'''
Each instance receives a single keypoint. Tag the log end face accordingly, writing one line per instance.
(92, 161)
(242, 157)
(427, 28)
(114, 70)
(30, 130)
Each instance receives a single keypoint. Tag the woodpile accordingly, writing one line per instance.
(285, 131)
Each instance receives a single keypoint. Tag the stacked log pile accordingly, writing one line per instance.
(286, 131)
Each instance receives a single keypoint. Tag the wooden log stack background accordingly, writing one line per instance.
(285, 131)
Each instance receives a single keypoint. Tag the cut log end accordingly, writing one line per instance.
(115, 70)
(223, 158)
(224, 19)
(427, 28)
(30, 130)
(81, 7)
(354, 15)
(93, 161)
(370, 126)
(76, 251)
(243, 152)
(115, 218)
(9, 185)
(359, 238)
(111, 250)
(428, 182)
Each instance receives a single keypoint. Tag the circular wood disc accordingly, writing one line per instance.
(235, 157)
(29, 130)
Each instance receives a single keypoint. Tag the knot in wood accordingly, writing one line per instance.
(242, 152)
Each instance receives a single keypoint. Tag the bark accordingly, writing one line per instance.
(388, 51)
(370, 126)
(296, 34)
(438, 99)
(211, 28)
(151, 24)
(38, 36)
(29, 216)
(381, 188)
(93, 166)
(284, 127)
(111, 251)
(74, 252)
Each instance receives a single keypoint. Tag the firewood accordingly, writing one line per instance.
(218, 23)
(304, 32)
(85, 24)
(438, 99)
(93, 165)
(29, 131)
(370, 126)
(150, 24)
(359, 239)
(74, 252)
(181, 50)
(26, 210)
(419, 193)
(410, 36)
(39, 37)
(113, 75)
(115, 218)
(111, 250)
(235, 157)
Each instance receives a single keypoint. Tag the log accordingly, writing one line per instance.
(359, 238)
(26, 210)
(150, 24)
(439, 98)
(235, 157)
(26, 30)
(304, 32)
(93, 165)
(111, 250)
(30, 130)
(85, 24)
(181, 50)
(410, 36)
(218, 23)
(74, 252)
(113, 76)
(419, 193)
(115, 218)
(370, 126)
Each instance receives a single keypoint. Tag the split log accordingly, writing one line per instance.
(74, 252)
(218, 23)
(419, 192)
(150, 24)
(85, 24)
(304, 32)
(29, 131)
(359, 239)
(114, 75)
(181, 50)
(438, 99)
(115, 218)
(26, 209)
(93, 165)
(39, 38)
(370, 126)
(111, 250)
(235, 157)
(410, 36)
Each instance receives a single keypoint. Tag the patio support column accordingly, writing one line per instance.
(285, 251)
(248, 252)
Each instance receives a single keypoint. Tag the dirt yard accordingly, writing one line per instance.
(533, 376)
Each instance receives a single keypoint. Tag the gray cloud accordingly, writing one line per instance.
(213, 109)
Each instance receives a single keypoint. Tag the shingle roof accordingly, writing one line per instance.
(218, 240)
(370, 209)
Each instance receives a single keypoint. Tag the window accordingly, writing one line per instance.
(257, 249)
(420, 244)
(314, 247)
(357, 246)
'''
__About this exercise__.
Reproduce the full block of data exactly, omitting nothing.

__Your solution__.
Each instance receives a single keypoint. Tag the log end face accordingly, writing one line per instance.
(92, 161)
(242, 157)
(427, 28)
(114, 70)
(30, 130)
Each instance receives a single keypoint. Tag the woodpile accordingly, writing one line per instance.
(285, 131)
Each instance receives a single keypoint. Tag the stacked log pile accordingly, writing one line per instance.
(286, 131)
Each instance receives a single keypoint. Tag the wooden log stack background accordingly, writing one line per instance.
(285, 131)
Each instance receives a single keypoint. Tag the cut log end accordingly, writing one line per instance.
(115, 70)
(223, 158)
(224, 19)
(427, 28)
(30, 130)
(81, 7)
(354, 15)
(93, 161)
(370, 126)
(76, 251)
(243, 152)
(115, 218)
(9, 185)
(359, 238)
(111, 250)
(428, 182)
Each instance receives a single keypoint. Tag the circular wood disc accordingly, writing one line per instance.
(235, 157)
(29, 130)
Each instance receives a single keypoint. Tag the knot in wood accordingly, writing one line per instance.
(242, 152)
Each instance receives a single keypoint. Tag the bark accordingly, writing one line per instance.
(388, 51)
(370, 126)
(296, 34)
(438, 99)
(211, 28)
(151, 24)
(38, 36)
(29, 216)
(381, 188)
(93, 166)
(284, 127)
(111, 251)
(74, 252)
Each instance receives a single keypoint. Tag the firewood accordingly, writing one line per instance.
(218, 23)
(304, 32)
(85, 24)
(438, 99)
(93, 165)
(29, 131)
(370, 126)
(150, 24)
(359, 239)
(74, 252)
(181, 50)
(26, 210)
(419, 193)
(410, 36)
(39, 37)
(113, 75)
(115, 218)
(111, 250)
(235, 157)
Each instance receives a single keypoint. Tag the log accordingly, writing one line per instance.
(359, 238)
(26, 210)
(150, 24)
(439, 98)
(235, 157)
(26, 30)
(304, 32)
(93, 165)
(111, 250)
(30, 130)
(85, 24)
(181, 50)
(410, 36)
(218, 23)
(74, 252)
(113, 76)
(419, 193)
(115, 218)
(370, 126)
Each instance receives a single keypoint. Tag the split log accordingly, writing one line per instance.
(74, 252)
(218, 23)
(419, 192)
(150, 24)
(85, 24)
(304, 32)
(29, 131)
(359, 239)
(114, 75)
(181, 50)
(438, 99)
(115, 218)
(26, 209)
(93, 165)
(39, 38)
(370, 126)
(111, 250)
(235, 157)
(410, 36)
Each instance receives a single keypoint. Tag the patio support column accordingly, writing one line per instance.
(285, 251)
(248, 252)
Each instance receives a single keypoint. Tag the dirt yard accordingly, writing one line per instance.
(533, 376)
Each instance receives a single keypoint. Tag the gray cloud accordingly, writing one line per instance.
(213, 109)
Each instance receives a single keypoint. Tag the shingle roof accordingly, writing one line per instance.
(218, 240)
(370, 209)
Each instance receives a single keypoint. Tag the window accordingly, writing one line per instance.
(257, 249)
(420, 244)
(314, 247)
(357, 246)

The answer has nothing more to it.